◆ **Task statement**
Nothing but the lines from the one containing "Q: Locate the" through the last line should be written out, please, exactly as they stand.

(Lines of data)
[start]

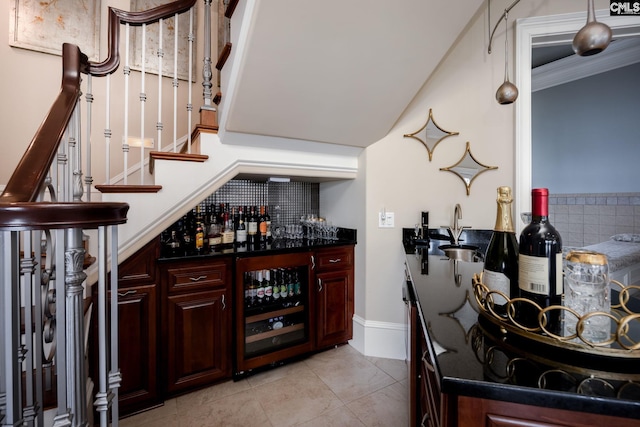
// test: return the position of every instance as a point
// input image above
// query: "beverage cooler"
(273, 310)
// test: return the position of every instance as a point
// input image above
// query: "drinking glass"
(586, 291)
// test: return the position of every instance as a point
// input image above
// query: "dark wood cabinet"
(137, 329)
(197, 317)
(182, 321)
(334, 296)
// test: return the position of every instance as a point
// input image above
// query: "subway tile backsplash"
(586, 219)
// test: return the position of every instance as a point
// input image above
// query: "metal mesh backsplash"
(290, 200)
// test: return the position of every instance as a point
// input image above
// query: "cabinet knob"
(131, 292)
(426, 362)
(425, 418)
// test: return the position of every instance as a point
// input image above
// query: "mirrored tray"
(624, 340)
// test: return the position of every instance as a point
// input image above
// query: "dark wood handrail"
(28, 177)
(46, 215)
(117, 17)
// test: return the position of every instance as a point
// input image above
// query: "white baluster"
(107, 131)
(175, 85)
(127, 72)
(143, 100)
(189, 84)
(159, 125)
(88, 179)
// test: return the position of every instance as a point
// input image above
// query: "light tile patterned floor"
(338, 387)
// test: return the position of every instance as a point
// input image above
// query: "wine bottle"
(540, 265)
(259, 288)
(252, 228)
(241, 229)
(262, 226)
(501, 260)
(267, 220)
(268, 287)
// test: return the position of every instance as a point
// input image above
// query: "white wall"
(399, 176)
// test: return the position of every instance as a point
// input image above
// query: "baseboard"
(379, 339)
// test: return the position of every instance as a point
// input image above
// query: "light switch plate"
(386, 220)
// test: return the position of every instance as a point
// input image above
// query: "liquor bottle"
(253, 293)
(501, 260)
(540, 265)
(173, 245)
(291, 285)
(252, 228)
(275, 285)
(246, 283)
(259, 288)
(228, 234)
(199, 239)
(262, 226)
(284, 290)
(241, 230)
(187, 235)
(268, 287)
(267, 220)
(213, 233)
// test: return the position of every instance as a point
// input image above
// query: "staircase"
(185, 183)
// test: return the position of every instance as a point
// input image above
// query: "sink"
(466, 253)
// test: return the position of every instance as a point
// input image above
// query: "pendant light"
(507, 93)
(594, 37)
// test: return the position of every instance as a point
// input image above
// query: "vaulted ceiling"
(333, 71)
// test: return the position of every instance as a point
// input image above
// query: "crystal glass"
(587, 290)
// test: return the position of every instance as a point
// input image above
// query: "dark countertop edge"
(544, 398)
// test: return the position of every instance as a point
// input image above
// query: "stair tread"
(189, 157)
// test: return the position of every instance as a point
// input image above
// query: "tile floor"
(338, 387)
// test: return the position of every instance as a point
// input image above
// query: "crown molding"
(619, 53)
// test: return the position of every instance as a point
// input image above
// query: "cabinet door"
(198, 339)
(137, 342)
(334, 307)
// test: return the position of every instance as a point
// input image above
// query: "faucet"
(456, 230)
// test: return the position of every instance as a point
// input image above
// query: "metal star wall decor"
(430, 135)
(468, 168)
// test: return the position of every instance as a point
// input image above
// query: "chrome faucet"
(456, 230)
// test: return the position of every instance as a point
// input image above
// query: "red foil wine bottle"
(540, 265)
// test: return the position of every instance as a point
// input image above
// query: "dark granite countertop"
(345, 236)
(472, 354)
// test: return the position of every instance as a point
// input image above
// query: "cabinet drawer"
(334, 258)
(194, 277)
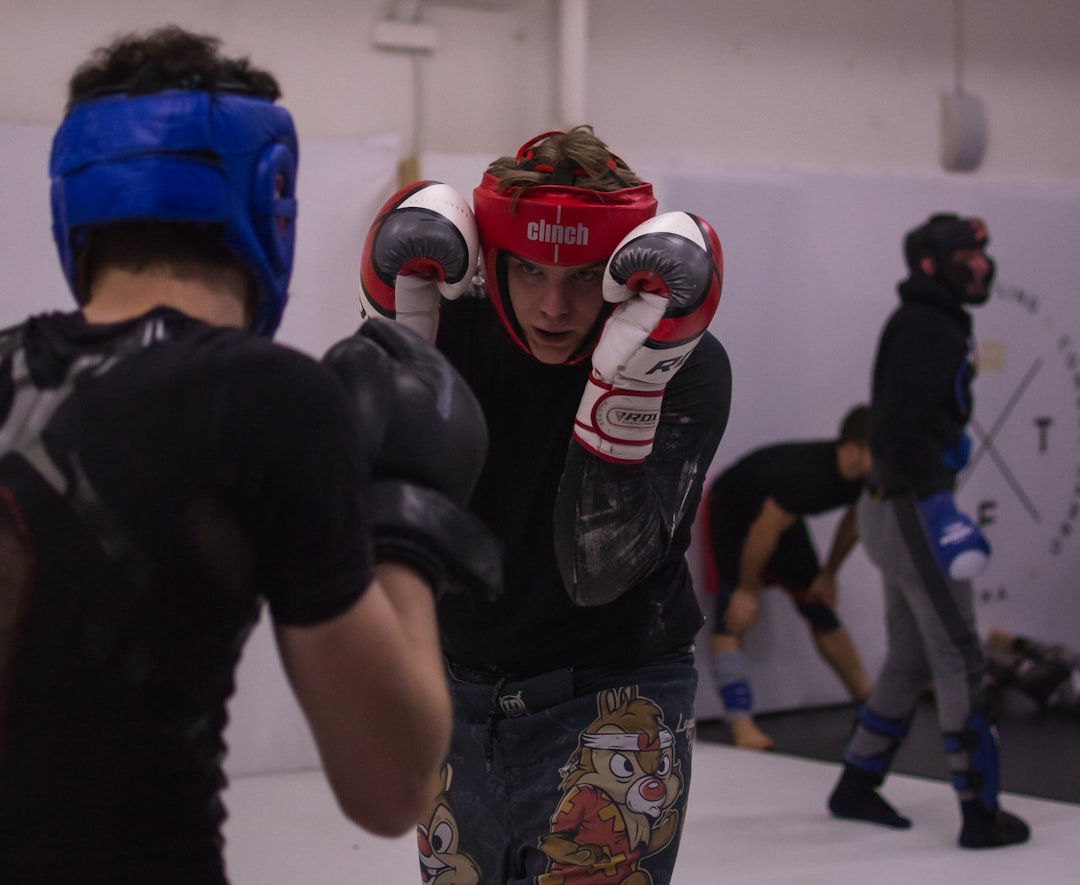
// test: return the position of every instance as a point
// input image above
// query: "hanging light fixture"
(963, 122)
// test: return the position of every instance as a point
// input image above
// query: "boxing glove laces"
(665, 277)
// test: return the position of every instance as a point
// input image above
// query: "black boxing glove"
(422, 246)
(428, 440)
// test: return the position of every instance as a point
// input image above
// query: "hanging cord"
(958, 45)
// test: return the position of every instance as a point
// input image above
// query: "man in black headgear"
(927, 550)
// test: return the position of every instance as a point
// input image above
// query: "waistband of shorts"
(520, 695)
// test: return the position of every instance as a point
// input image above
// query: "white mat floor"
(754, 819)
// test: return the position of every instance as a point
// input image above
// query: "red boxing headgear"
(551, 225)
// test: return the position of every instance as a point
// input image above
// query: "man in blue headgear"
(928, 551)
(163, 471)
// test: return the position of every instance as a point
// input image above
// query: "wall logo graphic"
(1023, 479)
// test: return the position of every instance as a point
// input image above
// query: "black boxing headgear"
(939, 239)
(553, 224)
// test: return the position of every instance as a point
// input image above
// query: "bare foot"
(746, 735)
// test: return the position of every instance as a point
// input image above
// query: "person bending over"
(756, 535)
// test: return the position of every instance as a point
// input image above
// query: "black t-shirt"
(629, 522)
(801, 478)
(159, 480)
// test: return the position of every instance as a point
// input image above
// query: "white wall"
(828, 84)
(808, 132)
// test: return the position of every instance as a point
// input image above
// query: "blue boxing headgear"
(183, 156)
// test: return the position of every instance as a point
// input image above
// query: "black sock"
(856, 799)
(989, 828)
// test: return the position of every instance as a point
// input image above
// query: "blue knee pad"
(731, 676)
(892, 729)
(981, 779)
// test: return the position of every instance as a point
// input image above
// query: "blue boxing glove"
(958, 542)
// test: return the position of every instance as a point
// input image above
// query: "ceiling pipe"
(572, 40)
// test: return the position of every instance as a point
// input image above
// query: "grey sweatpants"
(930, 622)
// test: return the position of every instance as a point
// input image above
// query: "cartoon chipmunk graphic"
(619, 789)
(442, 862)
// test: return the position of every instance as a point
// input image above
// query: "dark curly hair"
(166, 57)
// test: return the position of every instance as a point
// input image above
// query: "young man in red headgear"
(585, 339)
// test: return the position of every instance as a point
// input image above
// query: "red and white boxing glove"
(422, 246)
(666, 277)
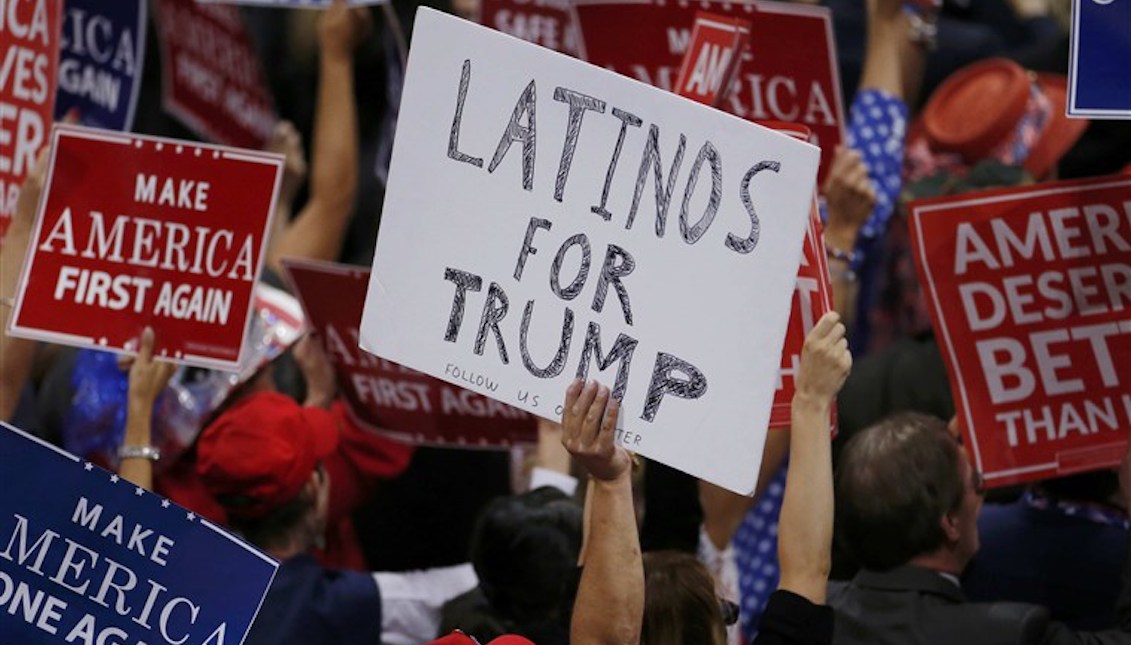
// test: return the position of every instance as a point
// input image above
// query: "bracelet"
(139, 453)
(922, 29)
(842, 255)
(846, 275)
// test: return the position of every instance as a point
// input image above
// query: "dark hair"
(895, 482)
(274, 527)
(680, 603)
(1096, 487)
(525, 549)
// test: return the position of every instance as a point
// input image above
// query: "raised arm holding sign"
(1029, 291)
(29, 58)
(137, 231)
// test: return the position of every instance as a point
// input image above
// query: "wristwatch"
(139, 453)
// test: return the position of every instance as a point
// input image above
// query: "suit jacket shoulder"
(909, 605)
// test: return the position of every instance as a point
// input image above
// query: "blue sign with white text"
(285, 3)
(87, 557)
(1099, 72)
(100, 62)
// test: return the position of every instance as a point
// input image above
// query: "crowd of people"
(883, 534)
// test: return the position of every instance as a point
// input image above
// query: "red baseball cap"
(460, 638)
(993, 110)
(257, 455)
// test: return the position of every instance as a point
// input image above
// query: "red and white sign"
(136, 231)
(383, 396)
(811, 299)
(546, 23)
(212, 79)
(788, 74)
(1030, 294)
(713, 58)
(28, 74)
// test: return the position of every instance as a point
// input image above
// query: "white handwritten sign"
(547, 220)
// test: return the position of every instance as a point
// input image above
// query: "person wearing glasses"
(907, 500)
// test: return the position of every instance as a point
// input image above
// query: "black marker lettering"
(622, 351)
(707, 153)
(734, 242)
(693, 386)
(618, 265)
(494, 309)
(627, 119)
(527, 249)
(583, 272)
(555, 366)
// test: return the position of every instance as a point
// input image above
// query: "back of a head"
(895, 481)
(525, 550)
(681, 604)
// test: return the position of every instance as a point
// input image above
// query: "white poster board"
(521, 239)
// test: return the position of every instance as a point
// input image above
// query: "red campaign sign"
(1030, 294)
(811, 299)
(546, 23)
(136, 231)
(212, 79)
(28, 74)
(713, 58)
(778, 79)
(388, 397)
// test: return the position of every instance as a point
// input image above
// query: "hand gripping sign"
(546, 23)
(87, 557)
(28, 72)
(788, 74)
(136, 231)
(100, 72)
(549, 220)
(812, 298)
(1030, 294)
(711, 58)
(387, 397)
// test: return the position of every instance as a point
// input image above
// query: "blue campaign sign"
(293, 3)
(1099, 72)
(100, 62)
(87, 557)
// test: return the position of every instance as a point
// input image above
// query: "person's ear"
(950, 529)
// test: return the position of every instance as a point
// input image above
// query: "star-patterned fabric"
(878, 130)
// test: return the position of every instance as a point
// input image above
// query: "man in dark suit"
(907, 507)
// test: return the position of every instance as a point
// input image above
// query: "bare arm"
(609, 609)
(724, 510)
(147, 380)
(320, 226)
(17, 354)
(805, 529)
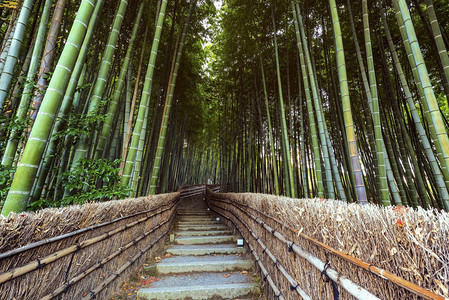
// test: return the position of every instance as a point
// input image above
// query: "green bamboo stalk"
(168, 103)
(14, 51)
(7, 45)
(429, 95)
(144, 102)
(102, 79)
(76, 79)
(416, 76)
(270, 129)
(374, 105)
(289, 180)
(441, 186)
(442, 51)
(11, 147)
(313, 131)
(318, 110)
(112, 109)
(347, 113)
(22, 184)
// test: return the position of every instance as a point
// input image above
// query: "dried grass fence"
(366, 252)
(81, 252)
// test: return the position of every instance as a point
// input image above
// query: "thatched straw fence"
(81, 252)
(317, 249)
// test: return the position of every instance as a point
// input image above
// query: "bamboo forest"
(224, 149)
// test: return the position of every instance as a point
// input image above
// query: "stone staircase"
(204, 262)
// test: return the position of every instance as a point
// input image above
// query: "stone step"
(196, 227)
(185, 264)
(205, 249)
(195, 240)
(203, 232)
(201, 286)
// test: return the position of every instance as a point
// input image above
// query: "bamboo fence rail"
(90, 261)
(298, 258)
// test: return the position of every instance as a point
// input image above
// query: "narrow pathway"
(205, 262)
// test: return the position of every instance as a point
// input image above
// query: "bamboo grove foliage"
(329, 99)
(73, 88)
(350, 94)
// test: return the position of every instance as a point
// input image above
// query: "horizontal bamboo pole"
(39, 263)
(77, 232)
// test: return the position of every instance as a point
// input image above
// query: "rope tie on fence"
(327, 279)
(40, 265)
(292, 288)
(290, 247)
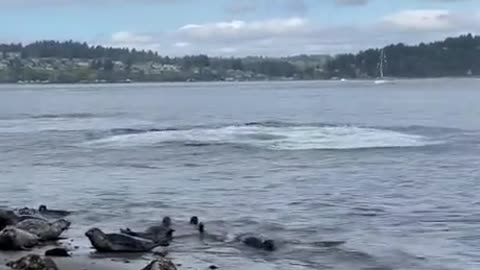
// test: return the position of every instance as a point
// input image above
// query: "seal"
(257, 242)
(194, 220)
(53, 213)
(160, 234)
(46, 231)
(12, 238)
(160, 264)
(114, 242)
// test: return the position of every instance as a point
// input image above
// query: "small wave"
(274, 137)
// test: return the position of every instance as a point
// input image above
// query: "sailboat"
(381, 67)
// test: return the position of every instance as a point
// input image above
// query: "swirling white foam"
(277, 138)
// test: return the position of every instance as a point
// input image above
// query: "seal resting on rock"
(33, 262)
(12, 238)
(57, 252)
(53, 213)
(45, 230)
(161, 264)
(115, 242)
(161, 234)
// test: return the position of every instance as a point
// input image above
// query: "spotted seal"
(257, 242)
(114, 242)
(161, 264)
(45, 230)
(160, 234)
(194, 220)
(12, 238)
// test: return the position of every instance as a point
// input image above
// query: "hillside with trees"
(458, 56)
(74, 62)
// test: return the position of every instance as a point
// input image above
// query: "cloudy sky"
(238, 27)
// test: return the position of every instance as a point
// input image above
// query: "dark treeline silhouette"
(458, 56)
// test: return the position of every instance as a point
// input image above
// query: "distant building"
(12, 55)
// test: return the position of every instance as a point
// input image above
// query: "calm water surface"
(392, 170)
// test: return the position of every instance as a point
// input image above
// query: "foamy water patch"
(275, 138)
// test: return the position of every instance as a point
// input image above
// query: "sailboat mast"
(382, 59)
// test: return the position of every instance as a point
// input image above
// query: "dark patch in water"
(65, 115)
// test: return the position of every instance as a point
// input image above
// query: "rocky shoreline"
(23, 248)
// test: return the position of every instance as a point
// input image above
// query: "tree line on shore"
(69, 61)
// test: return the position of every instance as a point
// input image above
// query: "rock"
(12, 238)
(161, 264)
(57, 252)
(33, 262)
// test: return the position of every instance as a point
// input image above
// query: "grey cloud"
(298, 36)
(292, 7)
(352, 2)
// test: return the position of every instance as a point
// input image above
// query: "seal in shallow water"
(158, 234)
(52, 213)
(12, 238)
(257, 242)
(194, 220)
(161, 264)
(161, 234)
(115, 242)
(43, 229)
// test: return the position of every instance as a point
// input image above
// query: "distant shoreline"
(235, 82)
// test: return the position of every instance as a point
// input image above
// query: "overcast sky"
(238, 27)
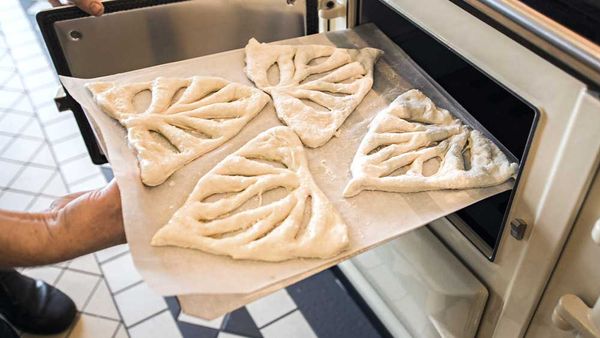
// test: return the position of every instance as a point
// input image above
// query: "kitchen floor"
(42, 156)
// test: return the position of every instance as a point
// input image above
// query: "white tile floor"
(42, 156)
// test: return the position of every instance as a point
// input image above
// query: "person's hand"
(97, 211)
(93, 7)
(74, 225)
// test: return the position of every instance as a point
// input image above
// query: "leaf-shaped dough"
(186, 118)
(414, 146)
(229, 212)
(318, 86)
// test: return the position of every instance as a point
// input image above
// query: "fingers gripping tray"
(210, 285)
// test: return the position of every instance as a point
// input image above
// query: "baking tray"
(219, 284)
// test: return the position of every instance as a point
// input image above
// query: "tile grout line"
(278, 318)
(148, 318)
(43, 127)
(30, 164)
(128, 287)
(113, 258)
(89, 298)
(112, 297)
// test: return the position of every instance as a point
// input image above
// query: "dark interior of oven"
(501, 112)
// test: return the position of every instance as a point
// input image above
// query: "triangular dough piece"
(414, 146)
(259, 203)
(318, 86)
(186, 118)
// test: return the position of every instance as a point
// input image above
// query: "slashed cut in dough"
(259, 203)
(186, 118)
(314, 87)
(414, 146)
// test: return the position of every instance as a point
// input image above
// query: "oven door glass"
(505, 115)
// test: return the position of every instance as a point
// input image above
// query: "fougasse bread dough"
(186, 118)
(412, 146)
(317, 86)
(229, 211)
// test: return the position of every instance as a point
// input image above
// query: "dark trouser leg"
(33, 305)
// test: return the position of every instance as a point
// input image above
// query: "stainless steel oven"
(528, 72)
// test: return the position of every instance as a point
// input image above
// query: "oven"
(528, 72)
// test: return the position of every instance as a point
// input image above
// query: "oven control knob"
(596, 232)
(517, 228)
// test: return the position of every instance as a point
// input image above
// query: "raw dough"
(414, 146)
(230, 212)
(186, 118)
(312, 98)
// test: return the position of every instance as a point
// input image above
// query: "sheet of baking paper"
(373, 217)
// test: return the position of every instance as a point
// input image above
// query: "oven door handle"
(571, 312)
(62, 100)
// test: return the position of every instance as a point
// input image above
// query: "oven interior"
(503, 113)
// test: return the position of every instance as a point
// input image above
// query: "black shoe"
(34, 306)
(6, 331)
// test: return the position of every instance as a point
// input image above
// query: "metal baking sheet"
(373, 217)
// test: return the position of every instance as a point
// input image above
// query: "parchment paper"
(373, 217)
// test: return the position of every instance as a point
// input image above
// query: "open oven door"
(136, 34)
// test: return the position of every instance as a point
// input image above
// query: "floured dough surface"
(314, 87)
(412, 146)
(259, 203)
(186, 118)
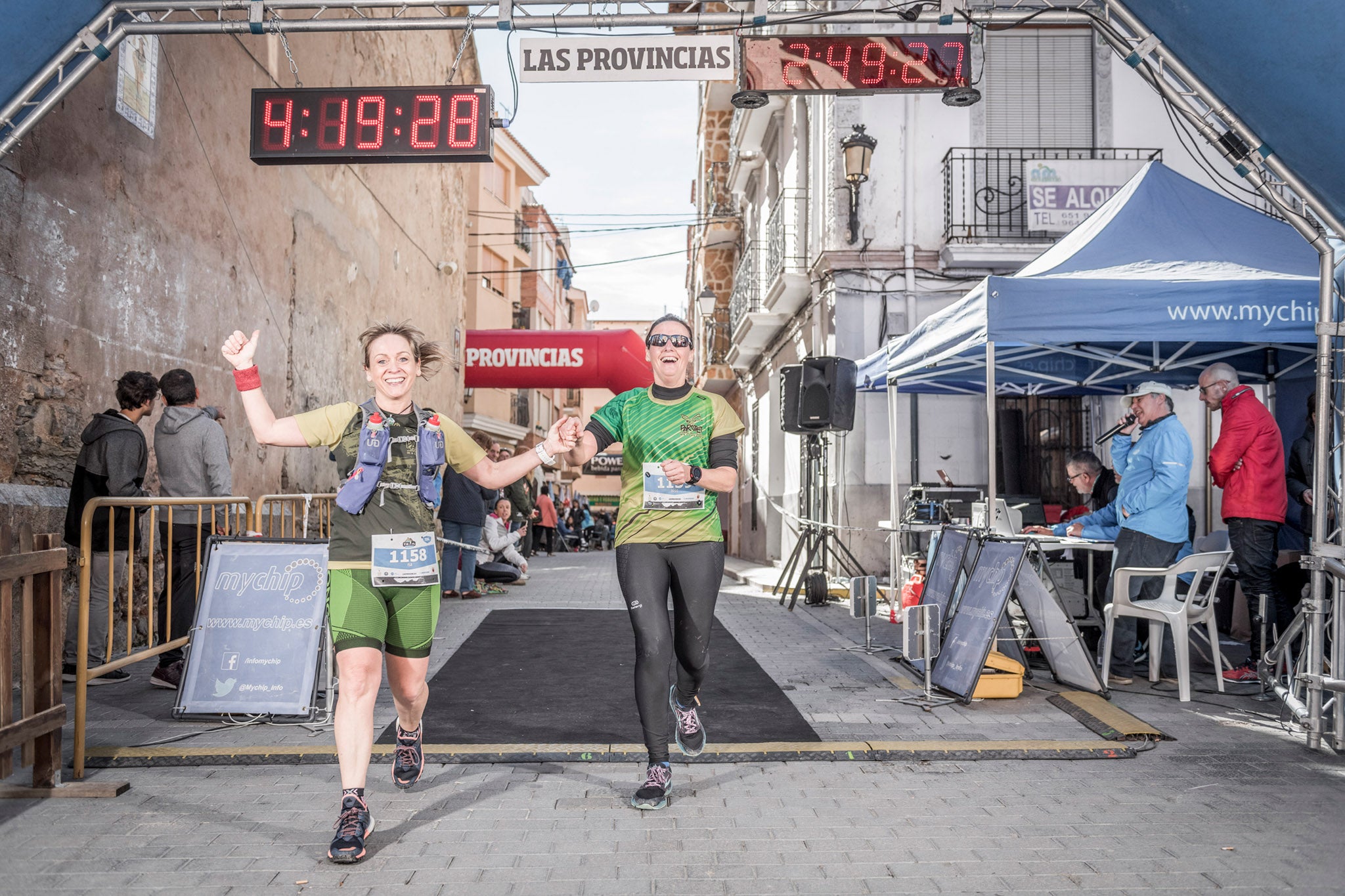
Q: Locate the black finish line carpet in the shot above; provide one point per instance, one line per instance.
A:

[end]

◆ **Correct result**
Q: Locate the black finish line carpet in the shot above; provide one point per instance, one line per instance.
A:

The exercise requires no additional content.